● **Records for processing**:
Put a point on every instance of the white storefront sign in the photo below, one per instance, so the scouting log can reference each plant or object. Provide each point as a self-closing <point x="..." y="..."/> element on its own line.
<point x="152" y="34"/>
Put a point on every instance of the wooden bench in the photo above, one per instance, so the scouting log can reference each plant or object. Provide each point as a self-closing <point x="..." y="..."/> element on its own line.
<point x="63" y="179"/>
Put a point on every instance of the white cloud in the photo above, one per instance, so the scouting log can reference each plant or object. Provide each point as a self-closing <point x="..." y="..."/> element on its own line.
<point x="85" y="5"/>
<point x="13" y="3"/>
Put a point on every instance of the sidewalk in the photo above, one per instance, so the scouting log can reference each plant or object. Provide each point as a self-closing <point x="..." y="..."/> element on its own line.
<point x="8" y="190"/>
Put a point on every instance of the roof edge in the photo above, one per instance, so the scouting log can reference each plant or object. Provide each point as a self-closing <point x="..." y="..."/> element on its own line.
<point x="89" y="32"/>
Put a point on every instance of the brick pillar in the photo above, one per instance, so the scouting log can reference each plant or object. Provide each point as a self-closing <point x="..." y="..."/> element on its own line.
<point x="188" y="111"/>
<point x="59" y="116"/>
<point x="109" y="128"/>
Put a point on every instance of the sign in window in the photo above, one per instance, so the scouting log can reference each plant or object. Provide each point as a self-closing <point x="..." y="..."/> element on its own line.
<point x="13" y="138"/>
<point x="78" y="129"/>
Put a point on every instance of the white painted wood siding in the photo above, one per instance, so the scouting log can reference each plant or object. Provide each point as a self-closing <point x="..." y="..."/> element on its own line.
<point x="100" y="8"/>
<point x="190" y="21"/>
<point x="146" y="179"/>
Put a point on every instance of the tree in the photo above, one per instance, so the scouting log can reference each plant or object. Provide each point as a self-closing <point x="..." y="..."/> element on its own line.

● **What to do**:
All lines in the material are to be returned exactly.

● **Solution to this task**:
Put a point on every instance of the white storefront sign in the photo below, one per instance, so the scouting log can reference each plant or object. Provide each point as a self-closing <point x="..." y="..."/> element on its own line.
<point x="152" y="34"/>
Put a point on every instance of the wooden bench in the photo above, one per instance, so the scouting log can reference each plant or object. Provide each point as a self-closing <point x="..." y="..."/> element on its own line.
<point x="63" y="179"/>
Put a point on every instance of the white cloud in the photo above, one per instance, so the scouting log can reference each plant or object. Provide each point as a self-closing <point x="..." y="..."/> element on its own line.
<point x="85" y="5"/>
<point x="13" y="3"/>
Put a point on every instance of the sidewalk in the photo above, one per instance, so the scouting log can reference each plant or object. Provide each point as a self-closing <point x="..." y="..."/> element on its own line.
<point x="8" y="190"/>
Put a point on every instance of the roof edge in the photo above, one per instance, so the scouting log can reference each plant or object. Provide each point as a self-closing <point x="..." y="..."/> element on its own line.
<point x="89" y="32"/>
Put a point on every instance of the brick pillar in the photo above, one per instance, so the scouting log can reference each plant or object. Provide each point as a self-closing <point x="..." y="..."/> element on its own line.
<point x="188" y="111"/>
<point x="59" y="116"/>
<point x="109" y="128"/>
Put a point on every instance of the sign in window in the photo above, one per instance, so the scouting log can reference each plant or object. Provide each point as a self-closing <point x="..." y="..."/> element on its own line.
<point x="13" y="138"/>
<point x="78" y="129"/>
Put a point on every instance of the white painted wood siding in the photo above, one per instance, so the scouting log can reference each plant or object. Provide each point as a self-closing <point x="..." y="..."/> element on its own line.
<point x="100" y="8"/>
<point x="190" y="21"/>
<point x="146" y="179"/>
Put a point on every instance of the tree in the photo above, one per instance, so the scouting log can reference each plant or object. Provide each point as a self-closing <point x="..." y="..."/> element on its own line.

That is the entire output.